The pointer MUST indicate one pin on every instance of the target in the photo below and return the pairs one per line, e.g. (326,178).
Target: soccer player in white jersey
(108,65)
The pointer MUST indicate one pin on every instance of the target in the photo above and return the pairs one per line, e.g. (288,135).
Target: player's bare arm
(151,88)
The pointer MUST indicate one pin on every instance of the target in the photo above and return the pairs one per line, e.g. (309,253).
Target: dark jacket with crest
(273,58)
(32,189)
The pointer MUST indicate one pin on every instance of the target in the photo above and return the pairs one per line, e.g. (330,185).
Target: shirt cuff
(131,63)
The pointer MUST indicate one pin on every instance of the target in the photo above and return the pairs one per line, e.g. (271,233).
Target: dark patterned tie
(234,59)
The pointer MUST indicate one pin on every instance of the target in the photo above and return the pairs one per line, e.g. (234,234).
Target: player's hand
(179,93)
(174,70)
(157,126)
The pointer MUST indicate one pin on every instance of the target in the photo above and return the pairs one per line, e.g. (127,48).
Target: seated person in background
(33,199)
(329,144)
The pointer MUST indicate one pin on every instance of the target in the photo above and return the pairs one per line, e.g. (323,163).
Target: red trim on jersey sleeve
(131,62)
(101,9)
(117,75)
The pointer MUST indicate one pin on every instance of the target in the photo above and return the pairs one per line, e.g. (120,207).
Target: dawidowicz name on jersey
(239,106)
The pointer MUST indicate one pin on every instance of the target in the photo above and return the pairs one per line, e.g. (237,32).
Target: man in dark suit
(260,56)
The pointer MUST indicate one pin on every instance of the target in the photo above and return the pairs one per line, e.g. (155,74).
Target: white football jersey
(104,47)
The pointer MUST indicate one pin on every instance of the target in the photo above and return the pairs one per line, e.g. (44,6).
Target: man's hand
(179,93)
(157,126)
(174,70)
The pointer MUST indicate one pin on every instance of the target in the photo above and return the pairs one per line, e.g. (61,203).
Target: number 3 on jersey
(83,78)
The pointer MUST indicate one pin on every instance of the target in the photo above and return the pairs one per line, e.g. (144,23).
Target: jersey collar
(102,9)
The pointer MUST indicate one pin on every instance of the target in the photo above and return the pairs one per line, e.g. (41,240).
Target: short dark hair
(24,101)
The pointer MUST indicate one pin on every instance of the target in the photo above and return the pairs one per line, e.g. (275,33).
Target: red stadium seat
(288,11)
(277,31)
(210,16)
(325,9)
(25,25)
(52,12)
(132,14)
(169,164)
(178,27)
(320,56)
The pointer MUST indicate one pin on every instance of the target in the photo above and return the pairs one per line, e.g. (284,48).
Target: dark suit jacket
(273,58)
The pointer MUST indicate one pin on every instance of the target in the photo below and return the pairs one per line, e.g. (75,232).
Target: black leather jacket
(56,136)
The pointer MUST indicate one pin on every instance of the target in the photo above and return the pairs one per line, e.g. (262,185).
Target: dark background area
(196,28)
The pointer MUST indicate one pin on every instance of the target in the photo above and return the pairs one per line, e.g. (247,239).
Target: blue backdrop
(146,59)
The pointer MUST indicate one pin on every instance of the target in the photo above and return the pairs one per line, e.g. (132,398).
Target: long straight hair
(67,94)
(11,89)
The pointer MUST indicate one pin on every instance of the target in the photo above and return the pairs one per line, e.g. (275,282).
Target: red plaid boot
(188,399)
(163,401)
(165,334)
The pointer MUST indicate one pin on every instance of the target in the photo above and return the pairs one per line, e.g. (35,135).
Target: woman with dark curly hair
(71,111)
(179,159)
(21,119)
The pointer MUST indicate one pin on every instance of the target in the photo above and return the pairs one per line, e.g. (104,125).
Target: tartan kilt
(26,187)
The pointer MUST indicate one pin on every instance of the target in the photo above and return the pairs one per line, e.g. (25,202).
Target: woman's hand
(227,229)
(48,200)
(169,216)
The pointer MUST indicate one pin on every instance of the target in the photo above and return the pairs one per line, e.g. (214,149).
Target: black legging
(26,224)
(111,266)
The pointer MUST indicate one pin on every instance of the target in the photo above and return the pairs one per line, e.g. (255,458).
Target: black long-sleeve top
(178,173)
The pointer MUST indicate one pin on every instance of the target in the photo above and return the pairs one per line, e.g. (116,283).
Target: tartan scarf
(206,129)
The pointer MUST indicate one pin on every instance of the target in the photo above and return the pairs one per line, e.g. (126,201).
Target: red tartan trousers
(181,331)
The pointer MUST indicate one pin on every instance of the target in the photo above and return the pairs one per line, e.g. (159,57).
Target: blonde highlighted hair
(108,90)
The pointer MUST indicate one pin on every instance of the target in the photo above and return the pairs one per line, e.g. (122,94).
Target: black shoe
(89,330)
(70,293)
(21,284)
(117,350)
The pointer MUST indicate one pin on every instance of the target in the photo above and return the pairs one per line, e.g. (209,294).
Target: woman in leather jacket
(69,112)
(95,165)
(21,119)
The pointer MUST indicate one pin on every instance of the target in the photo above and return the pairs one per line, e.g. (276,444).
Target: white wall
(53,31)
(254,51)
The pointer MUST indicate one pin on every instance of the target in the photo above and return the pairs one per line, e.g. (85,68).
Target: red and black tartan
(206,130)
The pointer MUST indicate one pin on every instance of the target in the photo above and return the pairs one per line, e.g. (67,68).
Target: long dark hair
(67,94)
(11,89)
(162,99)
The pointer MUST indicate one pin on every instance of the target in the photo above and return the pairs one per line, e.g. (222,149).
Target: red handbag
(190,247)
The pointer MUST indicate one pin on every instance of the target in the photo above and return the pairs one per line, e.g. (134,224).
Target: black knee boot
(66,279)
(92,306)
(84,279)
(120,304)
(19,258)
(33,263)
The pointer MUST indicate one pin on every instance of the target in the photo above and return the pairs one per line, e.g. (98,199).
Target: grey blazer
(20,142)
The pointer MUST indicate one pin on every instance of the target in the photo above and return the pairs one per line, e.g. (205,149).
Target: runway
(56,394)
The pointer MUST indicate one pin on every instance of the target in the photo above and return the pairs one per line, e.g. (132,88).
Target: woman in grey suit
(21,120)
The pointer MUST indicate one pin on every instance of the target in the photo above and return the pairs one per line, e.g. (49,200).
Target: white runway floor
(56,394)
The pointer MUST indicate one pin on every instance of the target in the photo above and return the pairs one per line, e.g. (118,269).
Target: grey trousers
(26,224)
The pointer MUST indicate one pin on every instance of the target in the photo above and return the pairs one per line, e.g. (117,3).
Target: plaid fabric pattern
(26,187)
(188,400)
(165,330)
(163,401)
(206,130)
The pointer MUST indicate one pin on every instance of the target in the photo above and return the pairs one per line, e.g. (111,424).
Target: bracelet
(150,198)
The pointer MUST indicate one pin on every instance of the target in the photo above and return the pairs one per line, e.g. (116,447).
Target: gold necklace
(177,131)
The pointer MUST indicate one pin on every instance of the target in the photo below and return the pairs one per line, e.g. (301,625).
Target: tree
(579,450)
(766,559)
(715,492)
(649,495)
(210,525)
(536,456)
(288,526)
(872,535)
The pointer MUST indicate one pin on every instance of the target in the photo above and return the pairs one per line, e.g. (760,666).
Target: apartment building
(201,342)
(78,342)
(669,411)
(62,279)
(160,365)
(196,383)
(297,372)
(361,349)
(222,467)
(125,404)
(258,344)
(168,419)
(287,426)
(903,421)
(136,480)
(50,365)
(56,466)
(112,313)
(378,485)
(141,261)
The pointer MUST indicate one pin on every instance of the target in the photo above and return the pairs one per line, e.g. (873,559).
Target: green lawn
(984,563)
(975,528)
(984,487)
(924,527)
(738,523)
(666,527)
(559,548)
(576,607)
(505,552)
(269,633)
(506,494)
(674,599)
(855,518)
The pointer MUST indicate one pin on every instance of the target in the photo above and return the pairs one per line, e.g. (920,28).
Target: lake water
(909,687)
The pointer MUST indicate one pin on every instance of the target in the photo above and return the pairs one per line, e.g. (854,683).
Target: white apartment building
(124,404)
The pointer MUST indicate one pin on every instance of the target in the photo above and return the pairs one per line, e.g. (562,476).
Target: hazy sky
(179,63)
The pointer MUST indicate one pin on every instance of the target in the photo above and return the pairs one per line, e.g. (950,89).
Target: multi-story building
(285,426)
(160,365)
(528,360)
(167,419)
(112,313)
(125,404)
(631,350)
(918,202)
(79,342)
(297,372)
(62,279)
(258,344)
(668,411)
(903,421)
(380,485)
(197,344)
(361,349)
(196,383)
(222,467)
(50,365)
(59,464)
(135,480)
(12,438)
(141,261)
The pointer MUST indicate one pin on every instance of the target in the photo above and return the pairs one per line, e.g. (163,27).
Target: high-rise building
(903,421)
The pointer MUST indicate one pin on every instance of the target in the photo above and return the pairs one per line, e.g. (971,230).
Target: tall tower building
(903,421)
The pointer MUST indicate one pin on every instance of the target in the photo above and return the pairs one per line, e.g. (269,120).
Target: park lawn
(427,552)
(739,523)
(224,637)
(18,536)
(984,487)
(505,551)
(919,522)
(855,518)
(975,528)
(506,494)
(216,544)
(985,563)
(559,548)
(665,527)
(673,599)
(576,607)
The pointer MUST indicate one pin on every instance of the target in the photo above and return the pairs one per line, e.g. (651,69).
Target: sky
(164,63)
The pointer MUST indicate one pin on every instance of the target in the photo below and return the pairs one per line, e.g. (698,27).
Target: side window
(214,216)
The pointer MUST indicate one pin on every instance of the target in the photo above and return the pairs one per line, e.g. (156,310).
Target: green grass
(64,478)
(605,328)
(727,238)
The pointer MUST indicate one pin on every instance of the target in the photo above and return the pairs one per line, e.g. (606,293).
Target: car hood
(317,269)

▶ [Request]: Take the line with "line, e.g. (971,230)." and all lines after it through the end of the records, and write them out exactly; include nothing else.

▶ [The answer]:
The pointer MUST indicate one pin on every instance of the target in the photo above and return the pairs one per line, e.g. (971,230).
Target: tall tower building
(903,421)
The pointer MUST indicate one pin on every instance of the target in the photo above and return the pairs one per line, e.g. (269,120).
Target: park lawn
(427,552)
(739,523)
(224,637)
(18,536)
(984,487)
(505,551)
(919,522)
(855,518)
(975,528)
(506,494)
(216,544)
(985,563)
(559,548)
(665,527)
(673,599)
(576,607)
The pointer MUST indicate one pin on every instance of the target in the photo above and return the pairs one per line, e.g. (651,69).
Target: sky
(164,63)
The pointer MUST indicate one pin on every instance of the target in the photo below and return the pairs one per line, e.g. (698,27).
Target: side window
(214,216)
The pointer MUST indicate one pin on every instance of the target in the photo above and return the pairs one per line, e.g. (156,310).
Target: green grass
(64,478)
(605,328)
(727,238)
The pointer MUST indicate one pin on every instance of the target in the photo above and return the pairs one per line, e.g. (606,293).
Target: car hood
(317,269)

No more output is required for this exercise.